(Stored dataset items)
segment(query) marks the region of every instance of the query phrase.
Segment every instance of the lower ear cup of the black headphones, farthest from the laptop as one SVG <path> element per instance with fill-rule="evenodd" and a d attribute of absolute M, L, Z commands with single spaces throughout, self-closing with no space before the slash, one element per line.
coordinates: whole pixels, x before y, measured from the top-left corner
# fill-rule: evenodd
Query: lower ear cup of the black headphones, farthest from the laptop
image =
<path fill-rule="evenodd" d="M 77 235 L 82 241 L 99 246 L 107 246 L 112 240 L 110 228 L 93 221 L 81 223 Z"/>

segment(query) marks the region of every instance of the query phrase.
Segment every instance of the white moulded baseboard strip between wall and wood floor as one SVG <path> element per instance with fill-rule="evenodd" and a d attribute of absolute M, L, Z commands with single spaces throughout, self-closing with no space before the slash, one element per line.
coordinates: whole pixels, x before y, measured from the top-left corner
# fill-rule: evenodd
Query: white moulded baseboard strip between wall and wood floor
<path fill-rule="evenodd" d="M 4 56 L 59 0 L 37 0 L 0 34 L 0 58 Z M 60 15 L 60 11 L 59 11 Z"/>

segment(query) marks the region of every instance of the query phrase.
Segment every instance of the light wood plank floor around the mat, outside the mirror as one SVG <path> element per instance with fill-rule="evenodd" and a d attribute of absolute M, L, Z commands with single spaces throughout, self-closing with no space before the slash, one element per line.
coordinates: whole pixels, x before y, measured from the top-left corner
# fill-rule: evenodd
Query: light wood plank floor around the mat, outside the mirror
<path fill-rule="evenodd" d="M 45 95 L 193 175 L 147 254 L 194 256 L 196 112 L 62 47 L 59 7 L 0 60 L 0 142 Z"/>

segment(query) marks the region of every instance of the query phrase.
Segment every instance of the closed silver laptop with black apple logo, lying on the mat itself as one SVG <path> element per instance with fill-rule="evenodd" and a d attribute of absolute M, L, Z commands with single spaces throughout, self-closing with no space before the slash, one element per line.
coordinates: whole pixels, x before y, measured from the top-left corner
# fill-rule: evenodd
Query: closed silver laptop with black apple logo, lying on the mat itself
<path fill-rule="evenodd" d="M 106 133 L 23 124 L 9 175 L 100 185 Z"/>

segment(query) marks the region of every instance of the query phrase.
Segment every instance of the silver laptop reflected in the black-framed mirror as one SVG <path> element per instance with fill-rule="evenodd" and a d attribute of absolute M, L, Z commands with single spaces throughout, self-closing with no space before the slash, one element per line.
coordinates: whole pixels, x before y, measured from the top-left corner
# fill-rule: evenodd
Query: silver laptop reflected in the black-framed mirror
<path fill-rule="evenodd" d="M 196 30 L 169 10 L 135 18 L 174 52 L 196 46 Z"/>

==

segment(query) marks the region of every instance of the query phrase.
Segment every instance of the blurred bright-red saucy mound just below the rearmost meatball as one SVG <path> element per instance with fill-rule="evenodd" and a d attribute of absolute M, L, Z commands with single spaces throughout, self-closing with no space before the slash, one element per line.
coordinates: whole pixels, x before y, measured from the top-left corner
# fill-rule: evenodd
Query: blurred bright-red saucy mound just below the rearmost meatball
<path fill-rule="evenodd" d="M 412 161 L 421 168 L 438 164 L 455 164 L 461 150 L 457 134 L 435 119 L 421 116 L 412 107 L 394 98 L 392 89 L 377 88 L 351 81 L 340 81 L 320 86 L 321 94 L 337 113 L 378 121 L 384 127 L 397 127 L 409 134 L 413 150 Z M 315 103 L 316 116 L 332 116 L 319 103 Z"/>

→ **Exercise prompt**
State the number of lines above that include the word "lower", and write nothing besides that number.

→ **Answer to this exercise**
2